[WHAT TO DO]
Write out every entry below word for word, leaving nothing out.

[Records from a data source]
------------------------------------------------------------
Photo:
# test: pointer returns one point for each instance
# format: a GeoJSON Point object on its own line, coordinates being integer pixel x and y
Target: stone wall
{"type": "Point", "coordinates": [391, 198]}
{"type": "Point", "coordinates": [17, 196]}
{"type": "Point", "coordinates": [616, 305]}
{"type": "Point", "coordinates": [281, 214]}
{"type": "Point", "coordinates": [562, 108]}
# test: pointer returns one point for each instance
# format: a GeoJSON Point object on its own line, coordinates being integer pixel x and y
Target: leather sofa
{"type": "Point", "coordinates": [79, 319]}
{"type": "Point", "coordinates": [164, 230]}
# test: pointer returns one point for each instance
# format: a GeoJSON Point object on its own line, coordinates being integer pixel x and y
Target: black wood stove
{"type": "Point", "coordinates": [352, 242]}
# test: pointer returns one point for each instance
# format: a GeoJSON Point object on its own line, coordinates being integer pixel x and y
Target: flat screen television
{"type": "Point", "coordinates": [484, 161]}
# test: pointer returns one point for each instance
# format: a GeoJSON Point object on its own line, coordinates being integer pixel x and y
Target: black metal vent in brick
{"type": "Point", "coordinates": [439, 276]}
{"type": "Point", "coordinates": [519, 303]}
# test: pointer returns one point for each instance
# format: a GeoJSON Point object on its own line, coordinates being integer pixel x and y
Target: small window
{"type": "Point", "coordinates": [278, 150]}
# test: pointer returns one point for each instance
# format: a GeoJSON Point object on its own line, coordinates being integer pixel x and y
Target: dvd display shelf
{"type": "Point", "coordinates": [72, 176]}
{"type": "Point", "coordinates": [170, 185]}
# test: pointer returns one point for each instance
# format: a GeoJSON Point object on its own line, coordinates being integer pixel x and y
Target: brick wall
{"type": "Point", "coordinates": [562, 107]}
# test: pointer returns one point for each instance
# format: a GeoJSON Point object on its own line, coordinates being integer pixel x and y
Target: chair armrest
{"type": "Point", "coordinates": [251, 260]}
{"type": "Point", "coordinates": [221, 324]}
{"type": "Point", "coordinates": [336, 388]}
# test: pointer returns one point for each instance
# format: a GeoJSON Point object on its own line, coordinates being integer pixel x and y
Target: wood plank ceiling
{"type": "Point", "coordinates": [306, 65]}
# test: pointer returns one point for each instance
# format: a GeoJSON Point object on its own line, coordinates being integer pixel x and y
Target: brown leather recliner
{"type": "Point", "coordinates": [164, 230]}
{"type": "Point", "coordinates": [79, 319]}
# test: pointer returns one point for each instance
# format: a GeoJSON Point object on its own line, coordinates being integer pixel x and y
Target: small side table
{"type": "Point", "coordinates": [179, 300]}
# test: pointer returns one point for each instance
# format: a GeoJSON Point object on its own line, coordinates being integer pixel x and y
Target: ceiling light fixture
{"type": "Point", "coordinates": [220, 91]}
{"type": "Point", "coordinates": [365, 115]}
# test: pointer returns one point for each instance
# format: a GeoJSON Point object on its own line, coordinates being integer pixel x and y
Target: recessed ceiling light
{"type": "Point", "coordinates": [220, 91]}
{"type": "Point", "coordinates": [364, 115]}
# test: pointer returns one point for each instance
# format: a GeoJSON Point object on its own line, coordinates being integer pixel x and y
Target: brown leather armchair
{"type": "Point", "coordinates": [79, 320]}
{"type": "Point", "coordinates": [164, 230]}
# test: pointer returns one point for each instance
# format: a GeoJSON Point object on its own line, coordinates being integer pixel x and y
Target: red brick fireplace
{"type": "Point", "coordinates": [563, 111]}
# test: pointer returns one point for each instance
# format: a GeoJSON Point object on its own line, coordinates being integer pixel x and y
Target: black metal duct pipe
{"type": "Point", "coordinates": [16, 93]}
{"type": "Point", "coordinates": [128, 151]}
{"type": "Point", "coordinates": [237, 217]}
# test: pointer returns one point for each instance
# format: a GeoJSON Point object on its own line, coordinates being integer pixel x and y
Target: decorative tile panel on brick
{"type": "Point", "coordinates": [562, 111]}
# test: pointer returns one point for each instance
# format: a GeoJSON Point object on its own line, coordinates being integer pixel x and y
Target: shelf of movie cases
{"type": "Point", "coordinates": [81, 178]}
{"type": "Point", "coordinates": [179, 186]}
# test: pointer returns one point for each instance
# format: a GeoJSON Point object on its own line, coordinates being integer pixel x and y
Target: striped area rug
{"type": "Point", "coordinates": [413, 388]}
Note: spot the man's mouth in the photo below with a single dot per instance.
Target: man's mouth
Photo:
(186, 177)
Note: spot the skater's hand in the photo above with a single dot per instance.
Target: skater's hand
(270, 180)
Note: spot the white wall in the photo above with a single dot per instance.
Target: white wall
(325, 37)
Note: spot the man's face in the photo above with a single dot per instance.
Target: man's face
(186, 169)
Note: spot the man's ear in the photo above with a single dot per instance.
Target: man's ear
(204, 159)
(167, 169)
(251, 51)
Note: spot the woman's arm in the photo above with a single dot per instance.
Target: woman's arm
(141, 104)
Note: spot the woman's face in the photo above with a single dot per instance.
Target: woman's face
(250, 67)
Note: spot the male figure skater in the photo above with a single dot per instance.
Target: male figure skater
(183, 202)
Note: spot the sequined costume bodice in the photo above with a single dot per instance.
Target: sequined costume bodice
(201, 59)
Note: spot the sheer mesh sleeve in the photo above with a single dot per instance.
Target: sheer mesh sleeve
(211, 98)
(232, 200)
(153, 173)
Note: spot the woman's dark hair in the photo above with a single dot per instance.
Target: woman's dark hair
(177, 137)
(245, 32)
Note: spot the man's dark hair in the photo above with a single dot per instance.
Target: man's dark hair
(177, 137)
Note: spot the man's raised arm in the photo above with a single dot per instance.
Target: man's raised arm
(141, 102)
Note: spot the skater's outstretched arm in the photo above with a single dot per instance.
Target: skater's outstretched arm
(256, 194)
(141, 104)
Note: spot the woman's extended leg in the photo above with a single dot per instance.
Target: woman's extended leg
------------------------------------------------------------
[REPLY TO THE TASK]
Photo:
# test: pointer returns one point for each instance
# format: a GeoJSON Point object on its own line, coordinates being integer pixel x and y
Target: stone wall
{"type": "Point", "coordinates": [391, 198]}
{"type": "Point", "coordinates": [17, 196]}
{"type": "Point", "coordinates": [616, 305]}
{"type": "Point", "coordinates": [281, 214]}
{"type": "Point", "coordinates": [562, 108]}
# test: pointer returns one point for each instance
# format: a GeoJSON Point object on its own line, coordinates being integer pixel x and y
Target: leather sofa
{"type": "Point", "coordinates": [79, 319]}
{"type": "Point", "coordinates": [164, 230]}
# test: pointer returns one point for each instance
# format: a GeoJSON Point object on its own line, coordinates being integer pixel x and y
Target: black wood stove
{"type": "Point", "coordinates": [352, 242]}
# test: pointer returns one point for each instance
# format: a GeoJSON Point object on its own line, coordinates being integer pixel x and y
Target: flat screen television
{"type": "Point", "coordinates": [484, 161]}
# test: pointer returns one point for each instance
# format: a GeoJSON Point object on its own line, coordinates being integer pixel x and y
Target: black metal vent in brick
{"type": "Point", "coordinates": [439, 276]}
{"type": "Point", "coordinates": [519, 303]}
# test: pointer returns one point for each instance
# format: a GeoJSON Point object on its own line, coordinates being integer pixel x and y
Target: small window
{"type": "Point", "coordinates": [278, 150]}
# test: pointer returns one point for each instance
# format: a GeoJSON Point object on its own line, coordinates being integer pixel x and y
Target: dvd display shelf
{"type": "Point", "coordinates": [72, 176]}
{"type": "Point", "coordinates": [170, 185]}
# test: pointer returns one point for each instance
# format: a GeoJSON Point object on its own line, coordinates being integer pixel x and y
Target: brick wall
{"type": "Point", "coordinates": [562, 107]}
# test: pointer returns one point for each instance
# format: a GeoJSON Point object on its own line, coordinates being integer pixel x and y
Target: chair armrest
{"type": "Point", "coordinates": [251, 260]}
{"type": "Point", "coordinates": [221, 324]}
{"type": "Point", "coordinates": [336, 388]}
# test: pointer returns one point for each instance
# format: a GeoJSON Point object on its own line, coordinates being integer pixel x and y
Target: wood plank ceiling
{"type": "Point", "coordinates": [306, 65]}
# test: pointer returns one point for each instance
# format: a GeoJSON Point object on its own line, coordinates being integer pixel x and y
Target: brown leather recliner
{"type": "Point", "coordinates": [164, 230]}
{"type": "Point", "coordinates": [79, 319]}
# test: pointer returns one point for each instance
# format: a GeoJSON Point object on its own line, coordinates being integer pixel x and y
Target: small side table
{"type": "Point", "coordinates": [179, 300]}
# test: pointer returns one point for each instance
# format: a GeoJSON Point object on its own line, coordinates being integer pixel x and y
Target: ceiling light fixture
{"type": "Point", "coordinates": [220, 91]}
{"type": "Point", "coordinates": [365, 115]}
# test: pointer returns one point for each instance
# format: a GeoJSON Point object on its own line, coordinates being integer pixel x and y
Target: recessed ceiling light
{"type": "Point", "coordinates": [220, 91]}
{"type": "Point", "coordinates": [364, 115]}
# test: pointer returns one point for each instance
# format: a GeoJSON Point object on its own line, coordinates being integer pixel x and y
Target: brown leather armchair
{"type": "Point", "coordinates": [79, 320]}
{"type": "Point", "coordinates": [164, 230]}
# test: pointer returns one point for each instance
# format: a GeoJSON Point object on its own line, coordinates being integer pixel x and y
Target: red brick fireplace
{"type": "Point", "coordinates": [563, 111]}
# test: pointer returns one point for each instance
# format: a GeoJSON Point object on its own line, coordinates being integer pixel x and y
Target: black metal duct pipe
{"type": "Point", "coordinates": [16, 93]}
{"type": "Point", "coordinates": [128, 151]}
{"type": "Point", "coordinates": [237, 217]}
# test: pointer returns one point for each instance
# format: a GeoJSON Point object on its own line, coordinates being integer pixel x and y
Target: decorative tile panel on brick
{"type": "Point", "coordinates": [562, 111]}
# test: pointer returns one point for each instance
# format: a GeoJSON Point object on its own line, coordinates being integer pixel x and y
Target: shelf of movie cases
{"type": "Point", "coordinates": [81, 178]}
{"type": "Point", "coordinates": [179, 186]}
# test: pointer returns one point for each instance
# format: a GeoJSON Point object on its own line, coordinates being integer pixel x and y
Target: striped area rug
{"type": "Point", "coordinates": [413, 388]}
Note: spot the man's mouth in the photo below with a single dot per instance.
Target: man's mouth
Photo:
(186, 177)
Note: spot the skater's hand in the photo above with a single dot per instance.
Target: skater's hand
(270, 180)
Note: spot the white wall in the photo above with a single dot per instance.
Target: white wall
(325, 37)
Note: spot the man's face in the photo above with a single dot per instance.
Target: man's face
(186, 169)
Note: spot the man's ear in the photo above with a single dot per instance.
Target: man's ear
(204, 159)
(167, 169)
(251, 51)
Note: spot the woman's arm in the photo above with a single dot per instance.
Target: woman's arm
(141, 104)
Note: spot the woman's face in the photo above with a single dot per instance.
Target: woman's face
(250, 67)
Note: spot the male figure skater in the photo above with a single dot per instance.
Target: male figure skater
(183, 202)
Note: spot the sequined costume bodice in the photo above with a single dot per instance.
Target: sequined costume bodice
(201, 59)
Note: spot the sheer mesh sleeve in the photo above with a single dot per instance.
Target: sheer mesh sleeve
(211, 98)
(232, 200)
(153, 173)
Note: spot the woman's dark hair in the photo above with a single dot per instance.
Target: woman's dark hair
(177, 137)
(245, 32)
Note: spot the man's dark hair in the photo above with a single dot per instance.
Target: man's dark hair
(177, 137)
Note: spot the man's raised arm in the photo above with a single dot per instance.
Target: man's raised arm
(141, 102)
Note: spot the skater's outstretched arm in the photo above with a single dot per instance.
Target: skater's outstretched arm
(256, 194)
(141, 104)
Note: spot the woman's extended leg in the photo above with a single dot per instance.
Target: woman's extended leg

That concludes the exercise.